▸ **Written problem**
Extend the review of the Uriah Heep album Salisbury below, starting right after its last sentence.

▸ **Source text**
============================================================

Uriah Heep - 1970 Salisbury



ARTIST: Uriah Heep
ALBUM: Salisbury
LABEL: Vertigo
SERIAL: 6360 028
YEAR: 1970
CD REISSUE: 2003, Sanctuary, SMRCD049 (with bonus tracks)

COUNTRY OF ORIGIN:

LINEUP: David Byron - lead vocals * Ken Hensley - slide & acoustic guitars, organ, piano, harpsichord, vibraphone, vocals * Mick Box - lead & acoustic guitars * Paul Newton - bass * Keith Baker - drums

Additional Musician: John Fiddy - brass, woodwinds

TRACK LISTING: 01 Bird Of Prey * 02 The Park * 03 Time To Love * 04 Lady In Black * 05 High Priestess * 06 Salisbury

WEBLINKS: www.uriah-heep.com


Background
Uriah Heep has a storied career but retracing their vast back catalog can be a roller-coaster ride between brilliant to dull hard rock to good and yes, occasionally mediocre AOR. While the band were never hip with mainstream critics, they set the bar for classic rock with singles like 'Easy Livin' and my personal favorite 'Stealin' from the superb 'Sweet Freedom' album. But when it comes down to my most played Uriah Heep platter it has to be 'Salisbury'. This was the band's sophomore release and the closest they came to bona fide progressive rock although I suppose after spending most of 1970 sharing stages with the likes of Yes, Gracious, Renaissance, Czar and The Moody Blues; some of that sound had to rub off on the boys from London but I don't think anyone expected they would unleash what is now considered one of the great prog rock albums of the very early 70's UK scene.

============================================================

▸ **Record excerpts**
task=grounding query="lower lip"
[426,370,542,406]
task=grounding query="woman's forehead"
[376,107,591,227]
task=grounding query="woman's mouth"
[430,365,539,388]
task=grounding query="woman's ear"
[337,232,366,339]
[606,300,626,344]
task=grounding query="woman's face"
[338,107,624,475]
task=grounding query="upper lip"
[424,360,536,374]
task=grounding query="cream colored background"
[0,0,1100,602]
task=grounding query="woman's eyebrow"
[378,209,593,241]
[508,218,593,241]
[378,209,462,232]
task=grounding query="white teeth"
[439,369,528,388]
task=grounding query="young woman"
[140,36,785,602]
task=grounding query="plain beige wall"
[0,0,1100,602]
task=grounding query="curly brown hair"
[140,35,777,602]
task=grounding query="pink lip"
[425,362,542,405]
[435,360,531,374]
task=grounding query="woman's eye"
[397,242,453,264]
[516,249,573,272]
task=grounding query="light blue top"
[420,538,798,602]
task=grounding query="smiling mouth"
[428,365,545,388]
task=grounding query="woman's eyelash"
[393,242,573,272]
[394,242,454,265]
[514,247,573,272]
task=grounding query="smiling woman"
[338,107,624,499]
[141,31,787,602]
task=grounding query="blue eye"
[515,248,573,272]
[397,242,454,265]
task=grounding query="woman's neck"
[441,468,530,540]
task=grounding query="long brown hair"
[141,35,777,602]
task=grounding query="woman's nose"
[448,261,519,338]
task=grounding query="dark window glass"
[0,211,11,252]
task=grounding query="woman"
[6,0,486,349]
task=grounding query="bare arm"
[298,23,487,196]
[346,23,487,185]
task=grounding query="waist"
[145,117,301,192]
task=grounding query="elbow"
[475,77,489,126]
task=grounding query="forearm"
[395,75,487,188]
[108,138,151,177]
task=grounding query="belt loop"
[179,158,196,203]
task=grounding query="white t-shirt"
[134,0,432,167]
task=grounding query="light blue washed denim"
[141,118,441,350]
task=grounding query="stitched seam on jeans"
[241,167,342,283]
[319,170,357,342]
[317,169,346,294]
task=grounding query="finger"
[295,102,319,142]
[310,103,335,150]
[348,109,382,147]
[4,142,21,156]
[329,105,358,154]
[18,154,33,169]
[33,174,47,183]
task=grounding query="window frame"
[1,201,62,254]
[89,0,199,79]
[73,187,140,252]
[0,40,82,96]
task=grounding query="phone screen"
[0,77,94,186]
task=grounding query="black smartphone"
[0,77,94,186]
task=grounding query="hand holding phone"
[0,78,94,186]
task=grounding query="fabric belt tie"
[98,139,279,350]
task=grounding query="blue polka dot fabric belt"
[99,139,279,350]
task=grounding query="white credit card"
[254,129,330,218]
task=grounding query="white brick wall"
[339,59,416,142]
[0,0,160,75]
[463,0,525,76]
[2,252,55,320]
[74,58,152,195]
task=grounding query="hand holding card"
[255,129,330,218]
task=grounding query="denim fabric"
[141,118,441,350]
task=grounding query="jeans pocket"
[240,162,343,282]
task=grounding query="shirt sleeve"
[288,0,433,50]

============================================================

▸ **Task output**
The Songs
'Bird Of Prey' kicks off the album with Mick Box's bulldozing riff and Ken Hensley's pumping organ paving the way for David Byron's ungodly falsetto. Seriously, the man sounds like he was kicked in the balls but the song works exceedingly well and is a bona-fide classic in the band's repertoire. Hensley joined Uriah Heep too late to receive writing credits on the debut 'Very 'Eavy, Very 'Umble' but plays a bigger role here and his mark is clearly defined on 'The Park' which in its second half instrumentally recalls Gentle Giant while 'Time To Live' gives Deep Purple a run for their money. The folky 'Lady In Black' recorded with four acoustic guitars was released as a single and although it's not credited, I swear I hear a bit of mellotron in the background as well. 'High Priestess' starts out quite spacey, before turning into classic Heep but the album's crowning jewel is the title track. Borrowing from The Moody Blues and Procol Harum and influenced by Deep Purple's 'Concerto for Group and Orchestra'; 'Salisbury' clocked in at just over 16 minutes and is a classical rock tour-de-force. The entire album stands shoulder to shoulder with anything released by their peers the same year.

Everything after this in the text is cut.